__What the task asks__.
Return only the lines starting at the line that contains "ceiling accordingly in the photo above." and ending with the final line of the listing; include both endpoints.

__Record extracts__.
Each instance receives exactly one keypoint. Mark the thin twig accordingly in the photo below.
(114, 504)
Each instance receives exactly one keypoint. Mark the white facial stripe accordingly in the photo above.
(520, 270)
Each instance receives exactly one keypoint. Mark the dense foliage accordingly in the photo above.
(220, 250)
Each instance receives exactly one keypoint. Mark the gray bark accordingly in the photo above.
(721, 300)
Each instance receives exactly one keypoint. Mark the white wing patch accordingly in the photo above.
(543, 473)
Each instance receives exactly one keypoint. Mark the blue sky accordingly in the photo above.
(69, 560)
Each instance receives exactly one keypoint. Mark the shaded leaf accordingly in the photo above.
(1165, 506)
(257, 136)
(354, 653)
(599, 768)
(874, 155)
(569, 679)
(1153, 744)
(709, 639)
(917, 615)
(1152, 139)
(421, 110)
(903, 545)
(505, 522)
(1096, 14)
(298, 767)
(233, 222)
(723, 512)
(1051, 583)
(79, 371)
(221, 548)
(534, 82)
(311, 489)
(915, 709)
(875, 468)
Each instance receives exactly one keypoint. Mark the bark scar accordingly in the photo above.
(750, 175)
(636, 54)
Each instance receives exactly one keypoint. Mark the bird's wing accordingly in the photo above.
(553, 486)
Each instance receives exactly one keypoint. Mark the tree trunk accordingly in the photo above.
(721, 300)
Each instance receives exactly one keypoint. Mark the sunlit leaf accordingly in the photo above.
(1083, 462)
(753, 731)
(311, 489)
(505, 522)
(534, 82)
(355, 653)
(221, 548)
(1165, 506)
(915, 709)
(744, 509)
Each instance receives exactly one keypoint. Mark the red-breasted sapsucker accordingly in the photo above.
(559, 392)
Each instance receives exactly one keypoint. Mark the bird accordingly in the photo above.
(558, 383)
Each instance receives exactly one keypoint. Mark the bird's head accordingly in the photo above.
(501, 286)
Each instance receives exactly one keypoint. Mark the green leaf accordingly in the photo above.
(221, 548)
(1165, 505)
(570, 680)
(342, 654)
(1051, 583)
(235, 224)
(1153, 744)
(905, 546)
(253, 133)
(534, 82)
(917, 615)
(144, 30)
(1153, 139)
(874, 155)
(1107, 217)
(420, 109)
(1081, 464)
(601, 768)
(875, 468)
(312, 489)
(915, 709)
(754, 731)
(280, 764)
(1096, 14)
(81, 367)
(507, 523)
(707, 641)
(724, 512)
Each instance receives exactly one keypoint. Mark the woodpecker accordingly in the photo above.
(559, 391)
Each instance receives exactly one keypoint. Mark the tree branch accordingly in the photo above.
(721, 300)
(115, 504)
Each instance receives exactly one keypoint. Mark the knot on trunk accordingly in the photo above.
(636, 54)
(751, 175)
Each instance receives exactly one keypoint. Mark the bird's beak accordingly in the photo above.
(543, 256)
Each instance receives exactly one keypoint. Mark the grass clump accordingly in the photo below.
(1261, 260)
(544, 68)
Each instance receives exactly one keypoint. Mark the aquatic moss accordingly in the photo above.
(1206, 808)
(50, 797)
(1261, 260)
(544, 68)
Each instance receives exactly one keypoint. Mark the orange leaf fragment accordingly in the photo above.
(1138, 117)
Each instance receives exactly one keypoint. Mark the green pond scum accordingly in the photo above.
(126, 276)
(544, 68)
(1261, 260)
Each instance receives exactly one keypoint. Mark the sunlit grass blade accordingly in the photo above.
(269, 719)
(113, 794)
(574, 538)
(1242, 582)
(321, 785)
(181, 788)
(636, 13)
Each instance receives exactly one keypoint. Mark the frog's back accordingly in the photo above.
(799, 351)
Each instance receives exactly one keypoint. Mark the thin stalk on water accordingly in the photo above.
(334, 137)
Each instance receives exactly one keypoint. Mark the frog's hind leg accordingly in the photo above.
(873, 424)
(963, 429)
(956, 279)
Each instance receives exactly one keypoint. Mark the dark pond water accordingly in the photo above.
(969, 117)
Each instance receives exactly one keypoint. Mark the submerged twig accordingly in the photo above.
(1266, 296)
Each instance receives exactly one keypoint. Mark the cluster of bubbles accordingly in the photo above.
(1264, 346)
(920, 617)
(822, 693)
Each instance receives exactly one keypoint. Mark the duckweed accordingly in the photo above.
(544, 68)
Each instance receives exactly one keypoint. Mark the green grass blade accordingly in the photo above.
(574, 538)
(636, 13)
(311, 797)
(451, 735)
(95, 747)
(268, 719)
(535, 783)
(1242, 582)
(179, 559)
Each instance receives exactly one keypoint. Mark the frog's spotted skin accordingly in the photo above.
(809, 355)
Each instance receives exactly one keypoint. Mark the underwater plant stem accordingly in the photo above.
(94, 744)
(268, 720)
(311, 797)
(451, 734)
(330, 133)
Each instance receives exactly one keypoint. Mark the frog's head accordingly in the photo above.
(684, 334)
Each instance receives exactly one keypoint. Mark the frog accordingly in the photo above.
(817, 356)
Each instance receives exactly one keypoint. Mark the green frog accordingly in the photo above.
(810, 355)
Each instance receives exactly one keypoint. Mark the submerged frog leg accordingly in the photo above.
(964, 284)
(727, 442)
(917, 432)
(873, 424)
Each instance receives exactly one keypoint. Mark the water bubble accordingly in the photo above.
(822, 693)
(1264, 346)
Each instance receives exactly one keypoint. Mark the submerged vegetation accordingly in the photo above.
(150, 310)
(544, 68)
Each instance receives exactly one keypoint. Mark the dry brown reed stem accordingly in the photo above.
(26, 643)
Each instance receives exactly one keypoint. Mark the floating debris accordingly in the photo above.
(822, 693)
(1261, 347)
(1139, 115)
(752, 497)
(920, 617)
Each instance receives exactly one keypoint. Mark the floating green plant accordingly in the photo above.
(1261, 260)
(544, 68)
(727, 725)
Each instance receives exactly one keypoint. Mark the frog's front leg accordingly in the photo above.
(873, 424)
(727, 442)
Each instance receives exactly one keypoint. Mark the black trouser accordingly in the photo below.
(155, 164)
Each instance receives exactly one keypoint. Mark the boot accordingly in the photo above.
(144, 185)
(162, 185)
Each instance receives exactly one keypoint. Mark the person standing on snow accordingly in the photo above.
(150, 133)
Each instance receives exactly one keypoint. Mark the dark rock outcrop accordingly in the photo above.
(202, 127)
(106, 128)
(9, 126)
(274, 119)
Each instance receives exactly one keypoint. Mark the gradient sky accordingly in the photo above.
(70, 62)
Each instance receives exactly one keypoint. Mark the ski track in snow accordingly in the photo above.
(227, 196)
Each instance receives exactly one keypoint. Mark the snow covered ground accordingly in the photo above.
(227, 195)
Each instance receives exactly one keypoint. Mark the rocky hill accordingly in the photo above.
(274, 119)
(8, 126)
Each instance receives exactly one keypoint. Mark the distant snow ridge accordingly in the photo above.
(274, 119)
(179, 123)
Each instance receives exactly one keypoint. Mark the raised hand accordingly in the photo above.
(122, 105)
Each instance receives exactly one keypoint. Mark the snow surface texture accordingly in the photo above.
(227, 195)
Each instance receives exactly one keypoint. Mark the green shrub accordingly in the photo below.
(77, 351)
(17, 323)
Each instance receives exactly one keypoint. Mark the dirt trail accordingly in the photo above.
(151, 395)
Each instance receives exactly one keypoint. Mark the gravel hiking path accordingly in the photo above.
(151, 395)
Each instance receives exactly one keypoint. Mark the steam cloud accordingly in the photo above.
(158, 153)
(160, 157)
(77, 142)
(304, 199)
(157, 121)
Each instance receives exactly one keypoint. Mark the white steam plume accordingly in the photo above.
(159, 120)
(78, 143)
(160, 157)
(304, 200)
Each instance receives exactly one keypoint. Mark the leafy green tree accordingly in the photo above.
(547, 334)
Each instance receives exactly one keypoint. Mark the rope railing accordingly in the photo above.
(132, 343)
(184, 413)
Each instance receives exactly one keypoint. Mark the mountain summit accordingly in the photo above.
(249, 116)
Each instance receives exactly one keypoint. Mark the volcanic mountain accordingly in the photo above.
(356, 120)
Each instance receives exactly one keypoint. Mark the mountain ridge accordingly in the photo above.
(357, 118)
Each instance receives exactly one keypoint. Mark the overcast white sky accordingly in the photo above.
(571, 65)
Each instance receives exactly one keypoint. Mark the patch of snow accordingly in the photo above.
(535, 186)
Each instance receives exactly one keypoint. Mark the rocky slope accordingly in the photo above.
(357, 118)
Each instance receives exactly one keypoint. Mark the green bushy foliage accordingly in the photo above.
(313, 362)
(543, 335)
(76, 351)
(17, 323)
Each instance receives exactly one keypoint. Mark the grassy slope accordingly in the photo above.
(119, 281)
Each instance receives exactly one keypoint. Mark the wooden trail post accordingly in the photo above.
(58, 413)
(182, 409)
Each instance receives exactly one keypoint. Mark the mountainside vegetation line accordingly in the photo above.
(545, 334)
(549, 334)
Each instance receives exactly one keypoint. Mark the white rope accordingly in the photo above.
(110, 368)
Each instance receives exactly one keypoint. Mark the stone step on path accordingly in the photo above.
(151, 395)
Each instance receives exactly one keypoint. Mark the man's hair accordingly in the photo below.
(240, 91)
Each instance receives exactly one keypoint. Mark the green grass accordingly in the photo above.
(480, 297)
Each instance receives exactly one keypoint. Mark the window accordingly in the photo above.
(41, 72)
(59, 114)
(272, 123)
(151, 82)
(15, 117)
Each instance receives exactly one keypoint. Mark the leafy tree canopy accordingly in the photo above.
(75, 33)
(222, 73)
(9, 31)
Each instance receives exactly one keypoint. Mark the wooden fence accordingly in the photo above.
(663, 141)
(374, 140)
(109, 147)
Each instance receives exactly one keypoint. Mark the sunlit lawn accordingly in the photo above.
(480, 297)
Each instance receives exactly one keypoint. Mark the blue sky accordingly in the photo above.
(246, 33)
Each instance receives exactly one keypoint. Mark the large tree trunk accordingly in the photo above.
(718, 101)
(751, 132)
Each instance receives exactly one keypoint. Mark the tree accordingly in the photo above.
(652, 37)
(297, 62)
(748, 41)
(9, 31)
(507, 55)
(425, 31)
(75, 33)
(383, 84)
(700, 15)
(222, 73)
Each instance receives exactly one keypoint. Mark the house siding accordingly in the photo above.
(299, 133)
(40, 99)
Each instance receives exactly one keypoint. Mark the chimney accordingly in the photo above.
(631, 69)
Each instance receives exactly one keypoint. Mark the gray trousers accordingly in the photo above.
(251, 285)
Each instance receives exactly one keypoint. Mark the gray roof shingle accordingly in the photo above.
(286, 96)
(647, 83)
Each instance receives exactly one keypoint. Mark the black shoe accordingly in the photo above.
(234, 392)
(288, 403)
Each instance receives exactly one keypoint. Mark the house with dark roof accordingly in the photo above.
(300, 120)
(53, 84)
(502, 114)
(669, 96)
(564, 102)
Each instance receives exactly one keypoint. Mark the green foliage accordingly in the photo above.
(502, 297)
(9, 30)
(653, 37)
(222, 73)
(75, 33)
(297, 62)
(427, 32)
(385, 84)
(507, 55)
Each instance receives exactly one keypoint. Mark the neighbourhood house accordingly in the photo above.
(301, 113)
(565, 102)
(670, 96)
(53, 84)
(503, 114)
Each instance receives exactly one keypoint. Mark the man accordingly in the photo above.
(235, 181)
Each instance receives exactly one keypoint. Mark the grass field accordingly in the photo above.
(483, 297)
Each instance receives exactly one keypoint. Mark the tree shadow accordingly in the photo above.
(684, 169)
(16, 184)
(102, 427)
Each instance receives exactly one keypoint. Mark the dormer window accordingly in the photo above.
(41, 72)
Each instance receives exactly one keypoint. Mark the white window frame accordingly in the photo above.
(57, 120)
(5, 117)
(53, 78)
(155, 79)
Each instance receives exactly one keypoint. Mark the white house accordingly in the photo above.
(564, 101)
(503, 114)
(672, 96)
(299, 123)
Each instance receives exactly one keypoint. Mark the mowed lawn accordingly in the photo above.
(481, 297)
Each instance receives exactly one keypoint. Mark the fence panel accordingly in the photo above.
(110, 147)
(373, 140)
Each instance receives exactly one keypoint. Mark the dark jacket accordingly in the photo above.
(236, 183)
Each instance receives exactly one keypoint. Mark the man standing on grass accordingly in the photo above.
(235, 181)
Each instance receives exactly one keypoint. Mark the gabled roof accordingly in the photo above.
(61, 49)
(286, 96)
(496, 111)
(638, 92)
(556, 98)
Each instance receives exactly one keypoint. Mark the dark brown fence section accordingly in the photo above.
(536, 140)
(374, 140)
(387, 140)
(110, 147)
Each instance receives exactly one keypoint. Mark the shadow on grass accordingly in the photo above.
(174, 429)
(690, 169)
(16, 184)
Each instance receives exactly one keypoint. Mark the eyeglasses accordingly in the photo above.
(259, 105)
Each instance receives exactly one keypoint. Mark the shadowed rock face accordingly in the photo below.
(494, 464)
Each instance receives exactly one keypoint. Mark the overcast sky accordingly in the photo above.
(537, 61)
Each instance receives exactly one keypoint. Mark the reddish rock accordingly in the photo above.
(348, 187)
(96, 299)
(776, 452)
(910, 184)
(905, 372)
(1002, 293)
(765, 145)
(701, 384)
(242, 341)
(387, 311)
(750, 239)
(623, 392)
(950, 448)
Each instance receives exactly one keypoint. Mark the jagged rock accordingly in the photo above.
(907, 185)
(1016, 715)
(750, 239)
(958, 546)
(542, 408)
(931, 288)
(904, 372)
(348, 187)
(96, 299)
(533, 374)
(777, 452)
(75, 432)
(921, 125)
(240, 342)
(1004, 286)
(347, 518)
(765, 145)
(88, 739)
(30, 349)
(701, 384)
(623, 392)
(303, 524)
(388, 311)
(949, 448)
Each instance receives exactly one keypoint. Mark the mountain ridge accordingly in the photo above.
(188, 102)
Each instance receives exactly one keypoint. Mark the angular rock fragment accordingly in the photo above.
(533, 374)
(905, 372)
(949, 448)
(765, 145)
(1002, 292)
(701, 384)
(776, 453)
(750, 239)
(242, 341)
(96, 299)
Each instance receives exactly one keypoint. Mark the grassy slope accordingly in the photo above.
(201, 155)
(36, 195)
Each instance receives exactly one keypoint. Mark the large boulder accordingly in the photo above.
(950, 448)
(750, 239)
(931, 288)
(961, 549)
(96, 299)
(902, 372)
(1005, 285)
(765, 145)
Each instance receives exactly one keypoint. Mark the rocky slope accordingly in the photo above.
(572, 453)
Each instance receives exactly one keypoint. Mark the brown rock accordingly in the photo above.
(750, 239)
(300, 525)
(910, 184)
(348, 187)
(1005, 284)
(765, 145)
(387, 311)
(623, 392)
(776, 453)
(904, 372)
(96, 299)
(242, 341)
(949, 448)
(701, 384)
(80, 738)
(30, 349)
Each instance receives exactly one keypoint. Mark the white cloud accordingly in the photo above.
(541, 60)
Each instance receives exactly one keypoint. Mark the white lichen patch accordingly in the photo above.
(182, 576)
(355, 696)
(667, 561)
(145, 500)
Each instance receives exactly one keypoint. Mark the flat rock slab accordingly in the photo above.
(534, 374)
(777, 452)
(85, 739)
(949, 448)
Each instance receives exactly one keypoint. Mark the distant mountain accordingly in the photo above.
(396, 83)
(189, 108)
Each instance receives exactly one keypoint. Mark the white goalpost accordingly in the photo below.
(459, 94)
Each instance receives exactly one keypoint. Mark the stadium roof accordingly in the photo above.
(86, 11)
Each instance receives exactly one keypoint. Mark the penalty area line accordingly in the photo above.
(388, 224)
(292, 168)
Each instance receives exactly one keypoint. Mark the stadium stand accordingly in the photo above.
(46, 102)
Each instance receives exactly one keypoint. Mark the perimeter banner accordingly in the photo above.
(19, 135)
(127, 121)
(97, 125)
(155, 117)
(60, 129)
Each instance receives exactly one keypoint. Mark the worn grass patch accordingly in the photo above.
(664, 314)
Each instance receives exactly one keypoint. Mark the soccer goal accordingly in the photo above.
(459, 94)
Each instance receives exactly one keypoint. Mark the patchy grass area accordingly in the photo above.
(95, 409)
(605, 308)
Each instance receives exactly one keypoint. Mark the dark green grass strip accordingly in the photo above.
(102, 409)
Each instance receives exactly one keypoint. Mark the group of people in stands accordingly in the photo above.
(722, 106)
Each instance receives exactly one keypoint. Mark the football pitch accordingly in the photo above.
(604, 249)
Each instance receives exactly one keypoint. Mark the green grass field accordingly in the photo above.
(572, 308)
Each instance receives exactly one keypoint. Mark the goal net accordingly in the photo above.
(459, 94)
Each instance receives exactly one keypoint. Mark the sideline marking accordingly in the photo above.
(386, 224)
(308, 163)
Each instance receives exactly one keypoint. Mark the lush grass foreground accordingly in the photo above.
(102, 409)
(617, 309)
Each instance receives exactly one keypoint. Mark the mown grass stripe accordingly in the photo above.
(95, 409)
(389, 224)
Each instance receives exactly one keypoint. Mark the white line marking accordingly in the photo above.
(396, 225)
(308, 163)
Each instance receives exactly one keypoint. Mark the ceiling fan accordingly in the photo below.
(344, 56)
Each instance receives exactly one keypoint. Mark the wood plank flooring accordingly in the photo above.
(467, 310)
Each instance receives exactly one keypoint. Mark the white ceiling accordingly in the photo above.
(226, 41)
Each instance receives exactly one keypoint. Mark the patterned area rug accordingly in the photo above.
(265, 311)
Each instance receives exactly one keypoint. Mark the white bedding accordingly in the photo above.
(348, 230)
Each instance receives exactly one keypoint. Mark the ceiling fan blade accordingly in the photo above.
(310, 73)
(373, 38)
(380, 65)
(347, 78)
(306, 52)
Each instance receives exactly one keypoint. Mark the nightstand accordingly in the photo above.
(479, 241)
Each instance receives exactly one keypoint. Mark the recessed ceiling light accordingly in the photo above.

__Completed exercise__.
Each instance receives exactly one keypoint. Mark the white ceiling accordingly in the photo above.
(226, 41)
Each instance receives exactly one keypoint. Mark the patterned area rug accordingly in the photo above.
(265, 311)
Each instance receives exactly one keypoint. Mark the white bedding accordingly in the photo above.
(348, 230)
Each instance receives exactly one keypoint. Mark the ceiling fan blade accordingly in the photo above.
(310, 73)
(373, 38)
(380, 65)
(347, 78)
(306, 52)
Each instance receives exactly one keypoint. Mark the nightstand accordingly in the photo above.
(479, 241)
Each instance receives exactly one keypoint. Mark the recessed ceiling light accordingly in the photo above.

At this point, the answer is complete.